*Travail à faire*
(1) D'après le texte à lire, à quel vote de 2002 la carte électorale de Ségolène Royal ressemble-t-elle ?
(2) Reformulez sous forme de liste le paragraphe du texte à lire qui commence par « Néanmoins l'analyse de sa carte électorale », en conservant ses faits principaux.
(3) Résumez le texte à lire en trois phrases.

##### Texte à lire #####

Libération s’est interrogé hier sur les ressorts de la popularité de Ségolène Royal dans les milieux populaires en sollicitant l’expertise d’Emmanuel Todd.
Ségolène Royal fait de très bons scores dans les études d’opinion dans les milieux modestes, bien plus que dans les professions intellectuelles ou supérieures. Est-ce que cela signifie que Ségolène Royal est en train de reconquérir les classes populaires qui ont massivement déserté le candidat PS en 2002 ?
La chose serait d’autant plus surprenante qu’elle n’a pas bâti sa campagne jusqu’ici sur propositions dirigées sur les préoccupations des classes populaires, au contraire d’un Fabius, qui, lui, a construit toute sa stratégie sur leur reconquête en mettant au cœur de sa campagne les thèmes du pouvoir d’achat et des délocalisations.
Emmanuel Todd répond par la négative. Il persiste et signe : Ségolène Royal est une candidate sans substance politique. Pour appuyer le propos, il fournit une analyse de la cartographie des votes lors du plébiscite interne. L’argument est fragile - Il le souligne lui-même – dans la mesure où la sociologie des militants PS est peu représentative de la société française. Le PS est avant tout un parti d’élus locaux et de collaborateurs d’élus, d’aspirants élus ou d’aspirants collaborateurs.
Néanmoins l’analyse de sa carte électorale est parlante. Elle ressemble étrangement à celle du vote Jospin en 2002 « une France semi-rurale, où les vieilles industries sont absentes et qui ne compte pas beaucoup d’immigrés ». La carte du vote Fabius en revanche colle beaucoup mieux à la carte des régions industrielles avec de meilleurs scores sur une bande qui va de la Normandie à au sud Alsace, en passant par la Picardie, les Ardennes et la Lorraine.
Compte tenu de la réserve indiquée ci-dessus, cette cartographie ne constitue pas une preuve définitive, mais un indice fort que la « Ségomania » ne trouve pas ses racines dans les populations et les territoires qui sont les plus en souffrance.
Mais dans ce cas, d’où vient cette incroyable popularité dans les classes populaires. Eric Zemmour avançait hier dans « ça se dispute » une explication franche et radicale « Sa légitimité procède de sa nullité » : « Je suis comme vous. Je n’ai pas réponse à tout. D’ailleurs, je vous écoute, vous avis sera le vôtre … » Ségolène serait en effet l’antithèse de ses premiers de la classe, ces technocrates bardés de diplômes, enfermés dans leurs certitudes et ayant réponse à tout, dont les Français ne voudraient plus. Avec sa démocratie participative, son souci de rendre le pouvoir au peuple, sa détermination à bousculer le système, ses insuffisances affichées quand elles ne sont pas revendiquées, elle capitalise sur la vague de rejet élites. Elle apparaît comme une manière acceptable et élégante de « renverser la table »
La popularité de Ségolène Royal repose donc sur deux piliers. D’un voté une adhésion de la France des classes moyennes bien intégrées, et de l’autre une sympathie dans les classes populaires où elle apparaît comme une contestation des élites en place.
Je ne nie pas que le premier pilier correspond à quelque chose de réel dans la société française, mais sa base électorale demeure étroite. Ce phénomène ressemble d’ailleurs beaucoup à ce qui à fait le succès des verts au milieu des années 90, un engouement éphémère pour une offre politique sympathique mais sans grand contenu, dans un contexte de forte désaffectation pour la classe politique.

##### Extrait de données #####

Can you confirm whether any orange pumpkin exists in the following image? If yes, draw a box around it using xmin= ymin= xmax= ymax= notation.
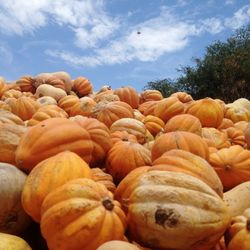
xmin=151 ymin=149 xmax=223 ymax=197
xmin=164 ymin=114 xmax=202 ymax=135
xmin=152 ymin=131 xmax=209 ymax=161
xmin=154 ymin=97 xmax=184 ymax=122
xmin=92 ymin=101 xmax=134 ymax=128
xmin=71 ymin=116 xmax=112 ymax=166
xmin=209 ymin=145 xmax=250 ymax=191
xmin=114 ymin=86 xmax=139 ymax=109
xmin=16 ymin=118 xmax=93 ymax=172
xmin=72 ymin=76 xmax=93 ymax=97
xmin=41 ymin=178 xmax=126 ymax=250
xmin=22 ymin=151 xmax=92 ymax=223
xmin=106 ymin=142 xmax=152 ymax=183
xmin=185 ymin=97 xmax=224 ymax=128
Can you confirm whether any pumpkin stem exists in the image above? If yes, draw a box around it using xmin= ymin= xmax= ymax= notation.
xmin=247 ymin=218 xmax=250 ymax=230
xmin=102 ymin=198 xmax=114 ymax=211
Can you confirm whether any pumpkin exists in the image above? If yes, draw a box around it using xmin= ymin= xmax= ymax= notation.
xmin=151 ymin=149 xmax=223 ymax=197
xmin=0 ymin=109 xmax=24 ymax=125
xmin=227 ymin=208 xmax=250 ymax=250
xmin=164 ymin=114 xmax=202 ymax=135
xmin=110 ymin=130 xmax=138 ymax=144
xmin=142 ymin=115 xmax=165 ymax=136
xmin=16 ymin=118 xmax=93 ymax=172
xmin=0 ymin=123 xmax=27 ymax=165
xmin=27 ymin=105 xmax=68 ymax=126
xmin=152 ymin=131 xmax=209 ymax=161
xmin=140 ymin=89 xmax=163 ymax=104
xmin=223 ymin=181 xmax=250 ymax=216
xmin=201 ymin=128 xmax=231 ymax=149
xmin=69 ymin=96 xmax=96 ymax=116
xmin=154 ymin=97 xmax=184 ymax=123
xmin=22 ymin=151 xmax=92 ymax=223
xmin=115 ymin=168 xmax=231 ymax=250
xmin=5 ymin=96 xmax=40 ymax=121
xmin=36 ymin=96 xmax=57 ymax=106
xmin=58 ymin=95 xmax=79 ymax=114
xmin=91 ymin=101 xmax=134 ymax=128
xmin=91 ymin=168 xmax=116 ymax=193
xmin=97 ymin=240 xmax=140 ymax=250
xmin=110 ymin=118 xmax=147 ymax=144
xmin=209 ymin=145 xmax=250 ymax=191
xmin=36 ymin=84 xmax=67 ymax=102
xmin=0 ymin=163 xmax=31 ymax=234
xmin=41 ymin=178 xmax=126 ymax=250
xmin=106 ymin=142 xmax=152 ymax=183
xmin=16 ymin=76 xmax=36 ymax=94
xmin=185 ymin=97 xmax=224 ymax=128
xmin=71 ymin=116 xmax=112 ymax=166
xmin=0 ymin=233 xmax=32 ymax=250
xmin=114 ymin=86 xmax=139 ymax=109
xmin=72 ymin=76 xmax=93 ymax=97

#####
##### Extrait de données #####

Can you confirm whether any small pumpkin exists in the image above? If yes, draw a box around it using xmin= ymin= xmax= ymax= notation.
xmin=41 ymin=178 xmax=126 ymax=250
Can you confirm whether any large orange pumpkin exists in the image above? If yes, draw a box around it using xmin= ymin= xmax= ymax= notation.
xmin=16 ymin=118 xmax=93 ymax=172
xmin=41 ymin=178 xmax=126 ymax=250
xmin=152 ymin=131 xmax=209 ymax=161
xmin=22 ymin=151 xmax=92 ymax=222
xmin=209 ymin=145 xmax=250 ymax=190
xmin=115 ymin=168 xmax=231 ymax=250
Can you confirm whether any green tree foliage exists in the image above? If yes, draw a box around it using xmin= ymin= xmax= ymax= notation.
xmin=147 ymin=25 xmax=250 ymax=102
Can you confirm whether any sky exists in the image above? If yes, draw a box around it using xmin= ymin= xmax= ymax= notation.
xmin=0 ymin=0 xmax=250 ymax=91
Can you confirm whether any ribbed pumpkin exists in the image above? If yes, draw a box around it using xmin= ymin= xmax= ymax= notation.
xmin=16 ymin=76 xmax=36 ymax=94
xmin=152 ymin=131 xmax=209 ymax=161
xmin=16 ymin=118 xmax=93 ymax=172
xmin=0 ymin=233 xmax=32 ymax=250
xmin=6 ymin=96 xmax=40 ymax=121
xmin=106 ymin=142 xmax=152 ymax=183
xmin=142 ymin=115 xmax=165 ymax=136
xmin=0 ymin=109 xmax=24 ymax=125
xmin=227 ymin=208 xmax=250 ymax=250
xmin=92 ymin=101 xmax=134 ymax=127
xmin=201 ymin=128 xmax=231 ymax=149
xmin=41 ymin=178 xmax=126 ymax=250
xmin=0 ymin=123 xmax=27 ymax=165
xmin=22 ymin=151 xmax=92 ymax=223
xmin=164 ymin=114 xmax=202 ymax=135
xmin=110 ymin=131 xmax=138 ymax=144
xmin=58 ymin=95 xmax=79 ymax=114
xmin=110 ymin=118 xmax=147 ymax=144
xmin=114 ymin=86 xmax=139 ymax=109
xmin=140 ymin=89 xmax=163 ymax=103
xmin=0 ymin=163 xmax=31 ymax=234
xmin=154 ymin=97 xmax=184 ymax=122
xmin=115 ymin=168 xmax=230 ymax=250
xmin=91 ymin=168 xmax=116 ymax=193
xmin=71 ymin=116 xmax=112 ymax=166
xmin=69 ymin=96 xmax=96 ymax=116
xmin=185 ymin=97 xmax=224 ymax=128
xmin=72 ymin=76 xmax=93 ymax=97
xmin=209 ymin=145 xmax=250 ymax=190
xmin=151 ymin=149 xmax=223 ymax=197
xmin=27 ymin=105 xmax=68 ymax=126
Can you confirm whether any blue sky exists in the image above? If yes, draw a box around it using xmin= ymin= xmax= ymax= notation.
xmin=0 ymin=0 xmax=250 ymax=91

#####

*Réponses aux exercices*
(1) Au vote Jospin en 2002.

(2)
- La carte électorale de Ségolène Royal ressemble à celle du vote Jospin en 2002 : une France semi-rurale, sans vieilles industries et comptant peu d'immigrés.
- La carte du vote Fabius correspond beaucoup mieux à celle des régions industrielles.
- Fabius obtient ses meilleurs scores sur une bande allant de la Normandie au sud de l'Alsace, en passant par la Picardie, les Ardennes et la Lorraine.

(3) Libération a interrogé Emmanuel Todd pour savoir si la popularité de Ségolène Royal dans les milieux modestes traduisait une reconquête des classes populaires, ce qu'il conteste en s'appuyant sur la carte des votes du plébiscite interne du PS. Selon une explication avancée par Eric Zemmour, elle séduirait ces classes en apparaissant comme l'antithèse des technocrates diplômés et en capitalisant sur la vague de rejet des élites. Sa popularité reposerait ainsi sur l'adhésion des classes moyennes bien intégrées et sur la sympathie des classes populaires, une base électorale jugée étroite et comparée à l'engouement éphémère pour les Verts au milieu des années 90.